Pointing records
[Start]

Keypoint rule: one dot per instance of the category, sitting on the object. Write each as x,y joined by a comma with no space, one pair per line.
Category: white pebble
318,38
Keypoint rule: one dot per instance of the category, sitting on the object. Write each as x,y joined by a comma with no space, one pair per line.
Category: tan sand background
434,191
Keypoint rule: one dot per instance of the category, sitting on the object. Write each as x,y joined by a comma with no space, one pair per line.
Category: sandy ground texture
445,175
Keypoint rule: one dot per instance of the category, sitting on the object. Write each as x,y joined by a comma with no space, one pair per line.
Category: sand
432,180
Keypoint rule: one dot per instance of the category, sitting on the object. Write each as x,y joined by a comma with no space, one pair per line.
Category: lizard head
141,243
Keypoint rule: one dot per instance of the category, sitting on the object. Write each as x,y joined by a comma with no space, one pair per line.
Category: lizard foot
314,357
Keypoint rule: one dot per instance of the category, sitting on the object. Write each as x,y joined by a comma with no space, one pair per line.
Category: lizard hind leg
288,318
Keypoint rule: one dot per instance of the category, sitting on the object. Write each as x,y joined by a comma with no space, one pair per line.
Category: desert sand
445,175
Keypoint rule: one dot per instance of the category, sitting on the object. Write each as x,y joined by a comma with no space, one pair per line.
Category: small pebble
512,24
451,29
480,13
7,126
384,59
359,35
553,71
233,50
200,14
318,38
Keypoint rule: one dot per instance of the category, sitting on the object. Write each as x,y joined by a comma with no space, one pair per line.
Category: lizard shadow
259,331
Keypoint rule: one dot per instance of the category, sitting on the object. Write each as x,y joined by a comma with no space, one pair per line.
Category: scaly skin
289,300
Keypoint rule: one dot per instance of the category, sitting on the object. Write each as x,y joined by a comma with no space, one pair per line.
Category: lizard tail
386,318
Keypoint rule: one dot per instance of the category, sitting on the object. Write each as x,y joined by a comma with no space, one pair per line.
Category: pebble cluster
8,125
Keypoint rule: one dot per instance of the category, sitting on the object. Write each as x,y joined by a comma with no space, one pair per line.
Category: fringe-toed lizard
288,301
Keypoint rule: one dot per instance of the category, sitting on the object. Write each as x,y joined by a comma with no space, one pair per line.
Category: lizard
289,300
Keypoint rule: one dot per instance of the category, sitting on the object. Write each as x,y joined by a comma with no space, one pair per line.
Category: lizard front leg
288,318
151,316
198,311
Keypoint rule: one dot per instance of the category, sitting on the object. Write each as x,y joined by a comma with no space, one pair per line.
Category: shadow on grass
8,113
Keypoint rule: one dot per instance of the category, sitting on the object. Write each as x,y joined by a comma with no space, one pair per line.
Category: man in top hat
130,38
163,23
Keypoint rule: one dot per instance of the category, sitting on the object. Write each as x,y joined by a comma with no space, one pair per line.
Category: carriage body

[End]

Exercise goal: Copy out the material word for word and line for line.

Right answer:
Keypoint rule: one dot per instance of the category, sitting on the object. Write each as x,y joined by a comma with no space, one pair per line.
Category: white pebble
318,38
Keypoint rule: one dot per instance of the category, sitting on the object. Write each as x,y joined by a comma with no space, one pair per line.
Category: tan sand background
434,191
Keypoint rule: one dot per instance of the category, sitting on the object. Write each as x,y joined by a comma with no space, one pair per line.
Category: sandy ground texture
445,175
Keypoint rule: one dot per instance of the category, sitting on the object. Write each as x,y joined by a comma with no space, one pair per line.
Category: sand
432,180
Keypoint rule: one dot per instance of the category, sitting on the object. Write each as x,y joined by a comma with no space, one pair per line.
Category: lizard head
141,243
Keypoint rule: one dot per instance of the category, sitting on the object. Write each as x,y joined by a comma with no space, one pair per line.
Category: lizard foot
314,357
Keypoint rule: one dot per instance of the category, sitting on the object. Write each as x,y joined by a comma with no space, one pair per line.
Category: lizard hind leg
288,318
Keypoint rule: one dot per instance of the category, sitting on the object. Write each as x,y joined by a comma with no space, one pair per line.
Category: desert sand
445,175
Keypoint rule: one dot per instance of the category, sitting on the object. Write each as x,y joined by a comma with no space, one pair per line.
Category: small pebble
512,24
451,29
480,13
7,126
384,59
359,35
553,71
233,50
200,14
318,38
Keypoint rule: one dot per instance of the category, sitting on the object. Write each as x,y joined by a comma with no space, one pair per line.
Category: lizard shadow
259,331
Keypoint rule: one dot per instance of the category, sitting on the object. Write each as x,y joined by a comma with no space, one pair per line.
Category: scaly skin
289,300
Keypoint rule: one dot per instance of the category, sitting on the object. Write each as x,y joined by a comma with no space, one pair per line.
Category: lizard tail
386,318
Keypoint rule: one dot per instance of the category, sitting on the object. Write each as x,y joined by a comma with no space, one pair per line.
Category: pebble cluster
8,125
Keypoint rule: one dot per instance of the category, sitting on the object. Write each as x,y joined by a comma with no space, one pair per line.
Category: fringe-toed lizard
288,301
Keypoint rule: one dot per instance of the category, sitting on the object. Write each as x,y joined by a comma with no space, one pair per line.
Category: lizard
289,300
Keypoint rule: one dot per instance of the category, sitting on the object. Write each as x,y joined by a comma with no space, one pair per line.
Category: lizard front leg
288,318
151,316
198,311
Keypoint rule: one dot per instance of the category, sitting on the object. Write each as x,y joined by a comma with no space, one pair per line.
Category: shadow on grass
8,113
Keypoint rule: one dot per instance of the category, sitting on the object. Write each as x,y joined by a comma with no space, one pair per line.
Category: man in top hat
130,38
163,23
Keypoint rule: one dot per instance of the category, sitting on the object. Write each as x,y joined by a comma with no space, one pair per line.
Category: carriage body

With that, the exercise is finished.